== What you will do ==
**1.** In the journal blog post, rewrite everything from "After taking a" down to "stuff on blogs?", putting "writing" wherever "posting" appears.
**2.** Translate this sentence from the journal blog post into Spanish: "I’m in a country I really enjoy and I’m doing something I really like doing, even if it’s not always easy."
**3.** According to the journal blog post, why does the writer now have to look up other sources for interesting spiritual questions?

== Source passage ==

Year and a Day Journal #14: January 28th, 2016

After taking a very long break from this blog (not purposefully, but as a result of life, as usual), I’m back.  This time I’m taking things a little differently.  I’m still doing the Year and a Day Journal, but I’m not going to be posting as the day I WISH it was.  Rather I’ll be posting as the day it really is, and I’ll just post until I get to #366, even if it’s four years from now (hopefully it won’t be).  Heck, I might just keep going after that.  People do that, right?  Make series and stuff on blogs?

Since the Year and a Day Journal club was disbanded on social media, I have to look up other sources for interesting spiritual questions.  I’ll do that tomorrow.  Today’s journal is one I’ve come up with for myself, so here goes:

What is the thing that frightens you the most, and how does it impact your spiritual path?

I’m glad you asked, Chloe.

Really, the reason I came up with this question (five seconds ago) is because this is something I’ve been thinking about a lot in the last few days.  As I’ve made pretty clear on this blog, I’m currently working abroad as an English teacher.  I’m in a country I really enjoy and I’m doing something I really like doing, even if it’s not always easy.  Sometimes I’m disgustingly lazy and I don’t want to go to the school, even though teaching is incredibly rewarding, and watching my students improve is awesome.

== Supplied information ==

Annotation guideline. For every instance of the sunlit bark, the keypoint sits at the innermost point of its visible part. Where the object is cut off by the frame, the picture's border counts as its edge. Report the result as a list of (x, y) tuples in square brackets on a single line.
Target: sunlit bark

== Per-task answers ==
**1.**
After taking a very long break from this blog (not purposefully, but as a result of life, as usual), I’m back.  This time I’m taking things a little differently.  I’m still doing the Year and a Day Journal, but I’m not going to be writing as the day I WISH it was.  Rather I’ll be writing as the day it really is, and I’ll just post until I get to #366, even if it’s four years from now (hopefully it won’t be).  Heck, I might just keep going after that.  People do that, right?  Make series and stuff on blogs?

**2.** Estoy en un país que disfruto mucho y estoy haciendo algo que me gusta mucho hacer, aunque no siempre sea fácil.

**3.** The Year and a Day Journal club was disbanded on social media, so the writer has to look up other sources for interesting spiritual questions.